Your task is to return, word for word, only the lines from the line with "Task: point out every instance of the tall pine" through the close of the data. Exclude all pictures.

Material for this exercise:
——————
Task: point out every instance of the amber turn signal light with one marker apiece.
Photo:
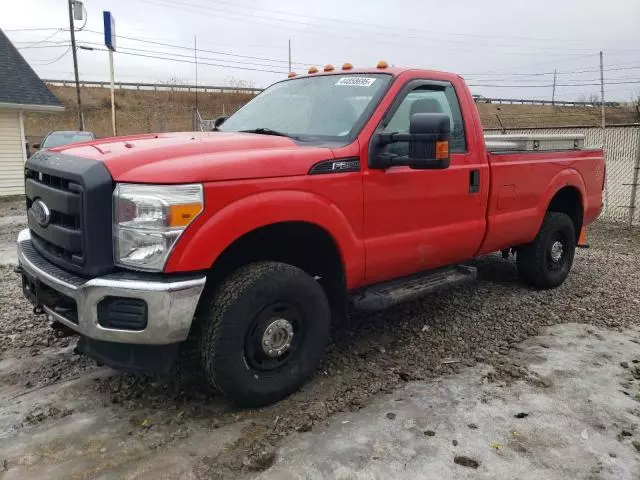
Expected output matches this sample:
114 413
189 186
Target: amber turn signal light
181 215
442 150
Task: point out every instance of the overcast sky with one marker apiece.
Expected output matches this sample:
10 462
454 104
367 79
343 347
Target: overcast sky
514 44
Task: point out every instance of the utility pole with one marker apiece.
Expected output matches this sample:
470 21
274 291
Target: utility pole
604 133
75 66
602 96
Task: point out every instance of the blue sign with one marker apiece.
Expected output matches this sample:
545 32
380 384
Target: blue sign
109 30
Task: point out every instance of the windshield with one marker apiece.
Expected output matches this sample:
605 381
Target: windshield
63 138
326 107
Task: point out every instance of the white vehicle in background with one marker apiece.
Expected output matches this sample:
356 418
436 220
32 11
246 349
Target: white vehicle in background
59 138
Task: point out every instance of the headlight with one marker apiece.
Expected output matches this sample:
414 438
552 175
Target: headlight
149 219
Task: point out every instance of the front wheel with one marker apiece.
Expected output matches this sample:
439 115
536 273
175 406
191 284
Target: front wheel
264 331
546 262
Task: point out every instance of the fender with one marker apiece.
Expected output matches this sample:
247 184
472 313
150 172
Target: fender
209 235
569 177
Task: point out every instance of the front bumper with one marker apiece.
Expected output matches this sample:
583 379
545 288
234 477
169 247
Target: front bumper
171 301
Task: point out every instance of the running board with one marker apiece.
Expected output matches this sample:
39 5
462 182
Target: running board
383 295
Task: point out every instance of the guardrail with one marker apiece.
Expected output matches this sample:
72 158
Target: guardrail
155 86
231 89
557 103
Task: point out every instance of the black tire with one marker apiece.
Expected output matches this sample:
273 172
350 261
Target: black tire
538 262
235 321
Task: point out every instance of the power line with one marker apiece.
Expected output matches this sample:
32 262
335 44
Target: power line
66 44
33 44
120 49
32 29
386 27
170 45
390 30
57 59
550 85
207 11
191 61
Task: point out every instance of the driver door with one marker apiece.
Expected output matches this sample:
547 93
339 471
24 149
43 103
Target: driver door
416 220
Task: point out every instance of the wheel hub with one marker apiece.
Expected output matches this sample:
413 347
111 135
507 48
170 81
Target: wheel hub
277 337
557 249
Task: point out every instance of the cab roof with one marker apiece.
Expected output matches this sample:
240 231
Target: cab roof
394 71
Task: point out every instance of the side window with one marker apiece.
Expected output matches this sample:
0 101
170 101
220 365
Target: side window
428 99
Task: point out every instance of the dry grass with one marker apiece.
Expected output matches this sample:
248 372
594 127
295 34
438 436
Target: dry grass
139 111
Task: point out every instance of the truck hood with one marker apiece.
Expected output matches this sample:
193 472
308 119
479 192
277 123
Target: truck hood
199 156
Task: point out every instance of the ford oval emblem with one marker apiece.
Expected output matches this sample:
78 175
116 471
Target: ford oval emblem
41 212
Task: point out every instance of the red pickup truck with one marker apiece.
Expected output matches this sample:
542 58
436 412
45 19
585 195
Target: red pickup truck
335 190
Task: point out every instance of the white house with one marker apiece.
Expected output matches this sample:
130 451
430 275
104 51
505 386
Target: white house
21 90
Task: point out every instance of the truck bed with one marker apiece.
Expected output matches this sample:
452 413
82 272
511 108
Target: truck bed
523 182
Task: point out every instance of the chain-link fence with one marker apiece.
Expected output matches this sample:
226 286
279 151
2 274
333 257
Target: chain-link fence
623 160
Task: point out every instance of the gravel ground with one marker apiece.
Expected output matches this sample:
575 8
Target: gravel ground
374 354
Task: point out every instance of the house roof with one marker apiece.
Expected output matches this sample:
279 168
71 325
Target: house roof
20 86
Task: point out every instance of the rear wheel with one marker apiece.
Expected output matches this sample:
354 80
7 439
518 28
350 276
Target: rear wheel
264 331
546 262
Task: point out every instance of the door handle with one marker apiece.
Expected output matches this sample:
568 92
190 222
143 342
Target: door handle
474 181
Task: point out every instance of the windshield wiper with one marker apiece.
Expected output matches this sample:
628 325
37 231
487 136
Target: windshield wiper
268 131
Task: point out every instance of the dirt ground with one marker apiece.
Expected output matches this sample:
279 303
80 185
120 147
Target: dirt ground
61 416
575 415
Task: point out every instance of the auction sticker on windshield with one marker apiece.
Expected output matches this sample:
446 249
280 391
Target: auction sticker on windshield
356 81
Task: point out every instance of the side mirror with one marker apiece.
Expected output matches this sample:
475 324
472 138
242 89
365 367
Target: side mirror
428 139
219 121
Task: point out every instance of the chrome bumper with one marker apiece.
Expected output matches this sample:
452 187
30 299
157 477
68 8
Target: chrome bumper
171 303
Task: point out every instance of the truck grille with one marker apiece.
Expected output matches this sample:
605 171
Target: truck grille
71 223
62 236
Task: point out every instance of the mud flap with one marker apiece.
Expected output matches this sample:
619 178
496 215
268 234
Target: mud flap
582 241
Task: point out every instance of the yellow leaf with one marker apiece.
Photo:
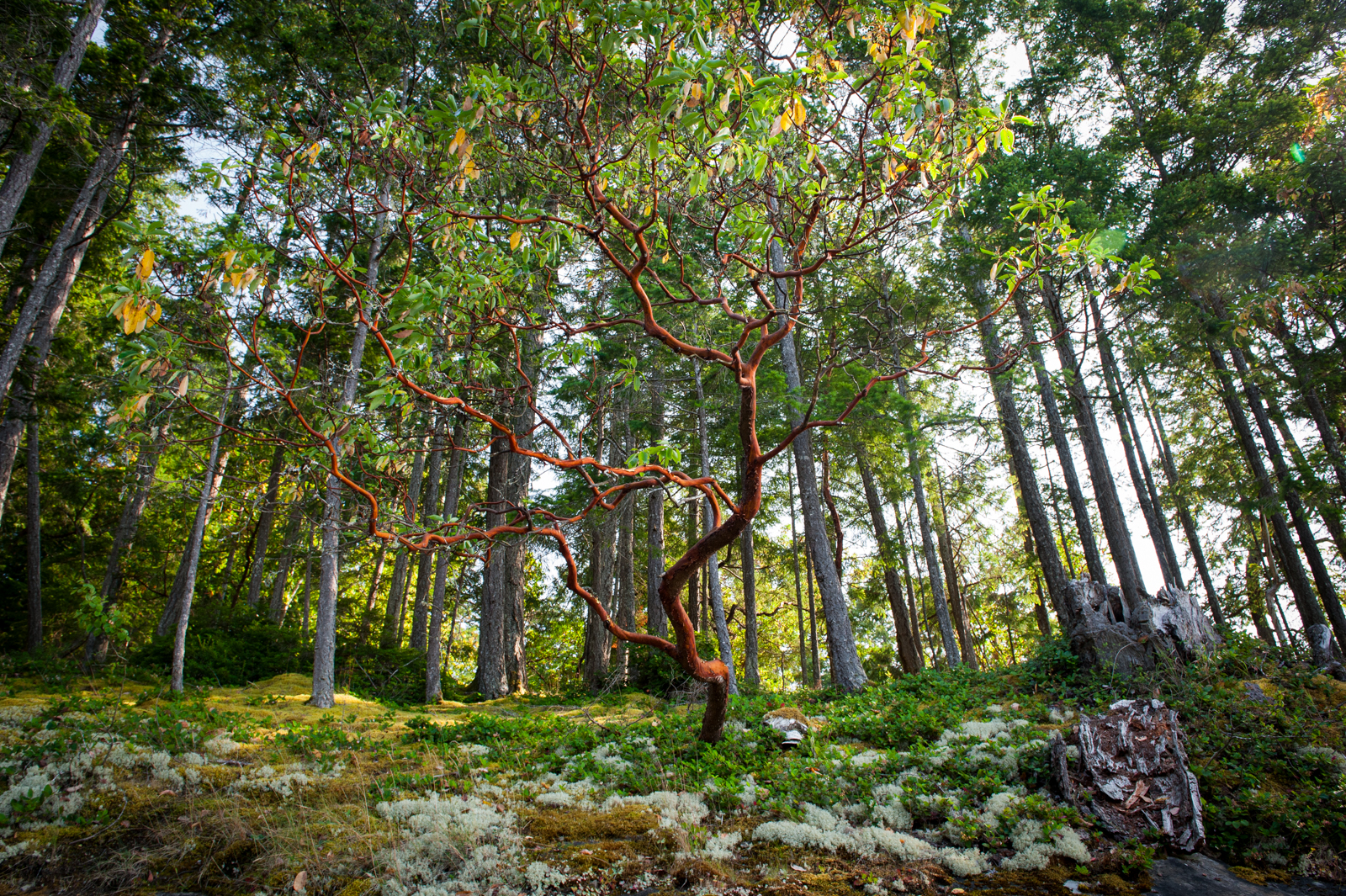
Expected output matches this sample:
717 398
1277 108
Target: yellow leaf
146 265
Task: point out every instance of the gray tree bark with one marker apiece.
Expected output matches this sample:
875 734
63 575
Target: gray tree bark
1100 473
426 560
1307 540
192 557
34 538
657 620
1078 506
329 572
491 669
847 671
279 604
713 565
143 480
941 604
392 634
1137 467
266 522
73 237
1289 554
1189 523
24 164
53 301
798 591
901 623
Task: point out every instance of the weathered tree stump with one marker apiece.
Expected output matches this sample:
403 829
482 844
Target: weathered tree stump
1130 770
1110 637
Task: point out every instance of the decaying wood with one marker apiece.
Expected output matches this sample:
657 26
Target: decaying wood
1130 770
1110 637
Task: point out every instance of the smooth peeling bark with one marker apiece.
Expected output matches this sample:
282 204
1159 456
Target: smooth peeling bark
932 559
893 588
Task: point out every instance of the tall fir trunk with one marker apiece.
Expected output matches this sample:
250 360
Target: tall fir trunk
395 613
516 549
34 537
1307 538
715 591
24 164
1137 467
1314 401
1100 471
625 572
192 557
491 673
957 606
941 604
264 525
1016 446
657 622
367 619
51 289
751 671
847 673
906 575
453 486
1078 505
279 604
147 463
908 651
1289 554
1327 510
693 602
329 586
1189 523
40 346
426 559
798 590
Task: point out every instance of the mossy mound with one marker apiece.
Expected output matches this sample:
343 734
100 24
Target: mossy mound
580 826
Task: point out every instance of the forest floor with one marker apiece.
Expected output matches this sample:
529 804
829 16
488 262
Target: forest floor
932 783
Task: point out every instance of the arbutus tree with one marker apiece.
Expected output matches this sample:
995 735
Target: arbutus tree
710 161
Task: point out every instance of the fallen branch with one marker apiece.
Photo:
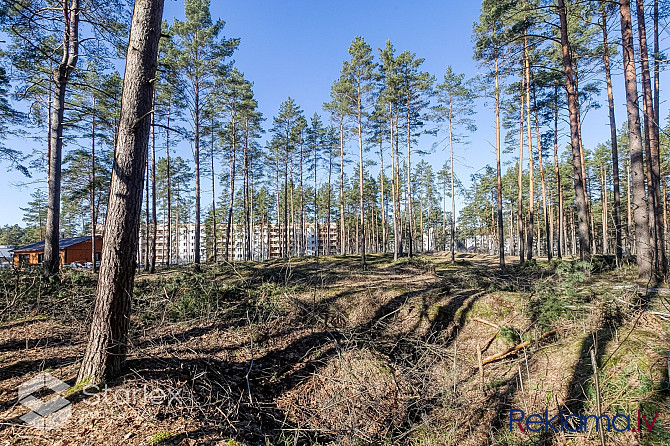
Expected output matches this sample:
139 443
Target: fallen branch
514 349
485 322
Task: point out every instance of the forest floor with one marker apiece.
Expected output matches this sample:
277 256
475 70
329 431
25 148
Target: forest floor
308 352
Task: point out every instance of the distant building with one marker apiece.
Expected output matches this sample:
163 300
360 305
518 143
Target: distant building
72 250
6 255
265 243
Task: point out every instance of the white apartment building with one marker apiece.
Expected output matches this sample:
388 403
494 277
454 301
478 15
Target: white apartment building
265 243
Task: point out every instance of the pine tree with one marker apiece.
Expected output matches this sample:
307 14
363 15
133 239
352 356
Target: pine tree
454 106
415 88
359 71
202 52
108 338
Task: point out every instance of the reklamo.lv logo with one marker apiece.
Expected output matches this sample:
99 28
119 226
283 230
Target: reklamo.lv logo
578 423
44 415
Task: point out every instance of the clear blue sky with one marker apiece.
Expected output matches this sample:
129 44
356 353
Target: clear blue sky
296 48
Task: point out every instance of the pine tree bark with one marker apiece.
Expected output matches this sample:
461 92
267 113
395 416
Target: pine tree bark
639 201
519 204
394 189
652 146
61 76
548 244
92 191
154 217
214 223
169 187
559 187
501 231
108 338
453 189
616 210
196 157
360 173
231 200
573 109
343 233
529 137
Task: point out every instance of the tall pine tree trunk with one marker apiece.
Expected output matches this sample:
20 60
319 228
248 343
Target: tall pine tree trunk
211 159
108 338
501 233
360 174
639 201
196 156
231 201
519 204
616 211
169 186
61 77
451 174
531 179
343 233
92 191
573 110
652 145
559 188
154 217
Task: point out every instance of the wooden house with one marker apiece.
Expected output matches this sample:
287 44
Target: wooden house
72 250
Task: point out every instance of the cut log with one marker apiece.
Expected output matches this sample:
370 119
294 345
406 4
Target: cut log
514 349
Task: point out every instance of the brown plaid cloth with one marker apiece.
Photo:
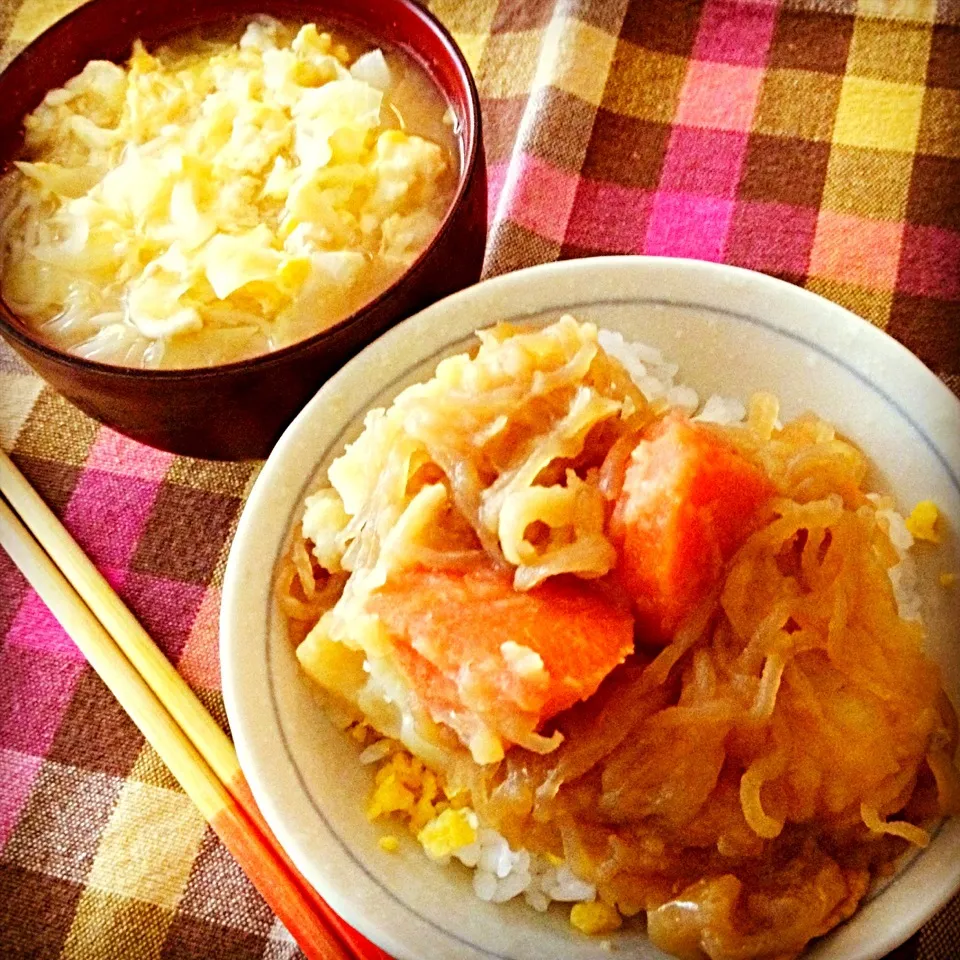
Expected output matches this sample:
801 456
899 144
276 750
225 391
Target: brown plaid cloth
——————
Full output:
Task: point out every instance of the tall pine tree trunk with one marker apiece.
Expected output matches this sample:
20 60
319 228
248 343
Target: tall pine tree trunk
211 159
108 338
501 233
360 174
639 201
196 156
231 201
519 204
616 211
169 186
61 77
451 174
531 179
343 233
92 191
573 110
652 145
559 188
154 217
Task: point out every instance of the wooden house with one marker apiece.
Expected output matches this sample:
287 44
Target: wooden house
72 250
Task: point out every instance of the cut log with one marker apiece.
Expected output matches this sample:
370 119
294 345
406 4
Target: cut log
514 349
Task: point out every instance of the brown plaid cloth with one marker apiece.
Photo:
Expected output matches this sample:
801 456
899 144
276 750
225 391
Target: brown plaid cloth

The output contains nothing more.